| Ausgewählter Textauszug |
• • • • •

Den Satz „Ich möchte kein Soldat sein, aber wenn es sein muss, werde ich einer“ habe ich zweimal von ihm gehört. Wie konnte es dazu kommen? Warum denkt ein kleiner Junge überhaupt über so etwas nach? Meine Antwort lautet: Weil ich mein Kind nicht vor dem Krieg beschützen kann.

November 2013. Mein Sohn Andrii ist dreieinhalb Jahre alt. Es sind die ersten Tage der Revolution der Würde, in der Innenstadt von Kiew herrscht Hochstimmung, keiner wird geschlagen, ­keiner getötet, die Leute nehmen sogar ihre Kinder mit zur Kundgebung. Ein putziger Knirps steht verwirrt auf der Hauptbühne des Maidan. Jemand hat ihm ein Mikro gegeben. „Andrii, möchtest du uns etwas sagen?“, animiert ihn der Moderator. „Ich wollte sagen . . . wollte . . . Ruhm der Ukraine!“ Die zigtausend Menschen in der Menge seufzen gleichzeitig erfreut auf. Wegen dieser Schrecksekunde kann mein Sohn in dieser Nacht lange nicht einschlafen.

Februar 2014. Niemand nimmt mehr seine Kinder mit zum Maidan, weil hier inzwischen Menschen sterben. Im Zentrum meiner Heimatstadt werden unbewaffnete Menschen von Scharfschützen erschossen. Es ist unvorstellbar, aber ich helfe jetzt ehrenamtlich in einem Krankenhaus in der Abteilung für Polytraumata und sehe mit eigenen Augen, wie die Verwundeten gebracht werden. Mein Mann ist irgendwo auf dem Maidan, ich fahre irgendwann nach Hause, um mich zu duschen und ein bisschen hinzulegen, denke aber die ganze Zeit an die junge Frau mit der Schusswunde am Hals und an den Mann, dem ein Scharfschütze eine Kugel direkt in den Mund gejagt hat, und an das mitgehörte Gespräch der Chirurgen, die vorher noch nie mit solchen Verletzungen zu tun hatten; denke an das Blut auf dem Fahrstuhlboden, das ich lange auf Knien abzuwischen versucht habe. Mein Sohn hat mich mehrere Tage nicht gesehen und sehr vermisst: „Schau mal, Mama, was ich für dich gemalt habe!“ Er drückt mir einen Stapel Blätter mit kindlichem Gekritzel in die Hand. „Hier, das ist der Maidan! Das ist ein Panzer. Dieser Jeep hat Bonbons für alle gebracht! Und hier liegt jemand.“ Schockiert sehe ich mir seine Zeichnungen an, aus unerfindlichen Gründen hat er nur zwei Farben verwendet – Schwarz und Rot. Woher weiß er das alles? Vielleicht hatte die Oma ununterbrochen die Nachrichten laufen­ . . . Ich bedanke mich für die Zeichnungen und heule lange im Bad, ein Handtuch zwischen die Zähne geschoben.

• • • • •

| Bereitgestellte Angaben |
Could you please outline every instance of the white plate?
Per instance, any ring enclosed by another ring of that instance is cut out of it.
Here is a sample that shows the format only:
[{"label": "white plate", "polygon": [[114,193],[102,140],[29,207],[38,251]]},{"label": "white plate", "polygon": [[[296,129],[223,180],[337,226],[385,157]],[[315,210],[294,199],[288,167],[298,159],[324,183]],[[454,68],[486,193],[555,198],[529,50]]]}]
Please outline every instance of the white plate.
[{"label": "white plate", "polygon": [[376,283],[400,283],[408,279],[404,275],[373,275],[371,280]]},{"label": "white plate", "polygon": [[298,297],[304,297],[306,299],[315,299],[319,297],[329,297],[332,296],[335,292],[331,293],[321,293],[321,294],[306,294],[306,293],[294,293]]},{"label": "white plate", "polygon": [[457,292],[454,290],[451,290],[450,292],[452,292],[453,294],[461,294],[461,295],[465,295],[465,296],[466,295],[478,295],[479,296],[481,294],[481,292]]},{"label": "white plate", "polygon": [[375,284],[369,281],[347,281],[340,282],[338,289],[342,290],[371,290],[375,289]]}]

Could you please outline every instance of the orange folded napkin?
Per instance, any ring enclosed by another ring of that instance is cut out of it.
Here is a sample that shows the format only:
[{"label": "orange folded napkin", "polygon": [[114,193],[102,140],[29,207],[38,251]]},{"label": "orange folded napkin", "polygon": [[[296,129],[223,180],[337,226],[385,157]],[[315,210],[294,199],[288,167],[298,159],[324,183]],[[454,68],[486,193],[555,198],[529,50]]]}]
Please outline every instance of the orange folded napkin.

• • • • •

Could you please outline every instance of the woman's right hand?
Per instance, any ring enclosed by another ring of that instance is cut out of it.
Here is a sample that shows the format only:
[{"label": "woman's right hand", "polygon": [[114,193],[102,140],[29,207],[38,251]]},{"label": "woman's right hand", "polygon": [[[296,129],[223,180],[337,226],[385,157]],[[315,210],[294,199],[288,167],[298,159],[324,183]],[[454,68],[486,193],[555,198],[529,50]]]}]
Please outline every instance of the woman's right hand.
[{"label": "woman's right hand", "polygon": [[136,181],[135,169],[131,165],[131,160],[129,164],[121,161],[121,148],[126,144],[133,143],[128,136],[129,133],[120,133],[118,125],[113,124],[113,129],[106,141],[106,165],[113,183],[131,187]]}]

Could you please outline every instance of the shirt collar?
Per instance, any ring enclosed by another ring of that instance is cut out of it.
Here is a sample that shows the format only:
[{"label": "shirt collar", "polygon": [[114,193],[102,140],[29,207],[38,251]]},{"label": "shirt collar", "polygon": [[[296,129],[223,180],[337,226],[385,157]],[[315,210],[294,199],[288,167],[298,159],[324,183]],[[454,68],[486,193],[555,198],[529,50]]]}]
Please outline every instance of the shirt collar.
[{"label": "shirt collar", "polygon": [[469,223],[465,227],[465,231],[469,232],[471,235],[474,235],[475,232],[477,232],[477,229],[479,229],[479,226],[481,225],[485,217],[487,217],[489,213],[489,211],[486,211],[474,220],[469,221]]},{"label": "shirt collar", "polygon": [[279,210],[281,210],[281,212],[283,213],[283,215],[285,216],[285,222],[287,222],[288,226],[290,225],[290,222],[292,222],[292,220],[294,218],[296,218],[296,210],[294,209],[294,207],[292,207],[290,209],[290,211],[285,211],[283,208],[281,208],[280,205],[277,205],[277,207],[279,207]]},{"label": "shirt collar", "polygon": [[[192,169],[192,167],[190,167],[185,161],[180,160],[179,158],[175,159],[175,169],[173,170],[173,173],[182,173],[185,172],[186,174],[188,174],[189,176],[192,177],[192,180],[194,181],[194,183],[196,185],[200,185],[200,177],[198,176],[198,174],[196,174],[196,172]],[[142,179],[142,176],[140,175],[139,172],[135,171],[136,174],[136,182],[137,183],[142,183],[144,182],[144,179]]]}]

• • • • •

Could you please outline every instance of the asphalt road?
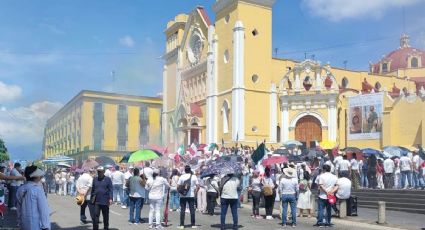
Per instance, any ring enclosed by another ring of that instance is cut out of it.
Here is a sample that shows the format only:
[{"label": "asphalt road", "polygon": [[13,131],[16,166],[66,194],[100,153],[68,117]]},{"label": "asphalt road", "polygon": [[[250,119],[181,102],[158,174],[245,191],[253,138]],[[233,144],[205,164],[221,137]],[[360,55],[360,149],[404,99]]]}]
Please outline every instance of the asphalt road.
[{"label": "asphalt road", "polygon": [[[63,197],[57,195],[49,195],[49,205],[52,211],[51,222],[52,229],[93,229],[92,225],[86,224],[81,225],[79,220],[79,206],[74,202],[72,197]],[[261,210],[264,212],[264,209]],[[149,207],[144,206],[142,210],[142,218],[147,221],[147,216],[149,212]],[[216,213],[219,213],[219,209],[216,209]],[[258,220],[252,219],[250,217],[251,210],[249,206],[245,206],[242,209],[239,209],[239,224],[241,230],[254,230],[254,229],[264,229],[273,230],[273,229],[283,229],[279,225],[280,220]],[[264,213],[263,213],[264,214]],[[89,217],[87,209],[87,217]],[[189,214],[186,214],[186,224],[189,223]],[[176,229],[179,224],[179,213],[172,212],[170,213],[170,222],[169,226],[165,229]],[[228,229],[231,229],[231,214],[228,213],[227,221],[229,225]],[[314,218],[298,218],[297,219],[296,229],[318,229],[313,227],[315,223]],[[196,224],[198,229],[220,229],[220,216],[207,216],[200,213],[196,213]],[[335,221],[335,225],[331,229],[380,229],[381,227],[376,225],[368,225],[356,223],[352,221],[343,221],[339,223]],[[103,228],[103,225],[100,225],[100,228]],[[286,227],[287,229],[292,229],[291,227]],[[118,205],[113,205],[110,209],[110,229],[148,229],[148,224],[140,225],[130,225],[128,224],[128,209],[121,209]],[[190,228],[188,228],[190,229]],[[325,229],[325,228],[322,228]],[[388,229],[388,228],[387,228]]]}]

• • • • •

| Die Aufgabe |
Beantworten Sie folgende Fragen zum Textauszug über Andrii und die Revolution der Würde:
(a) Wie oft wurde der Satz „Ich möchte kein Soldat sein, aber wenn es sein muss, werde ich einer“ von ihm gehört?
(b) Wie alt ist Andrii im November 2013?
(c) Welche beiden Farben hat er für seine Zeichnungen verwendet?

| Vollständige Antwort |
(a) Zweimal.
(b) Dreieinhalb Jahre.
(c) Schwarz und Rot.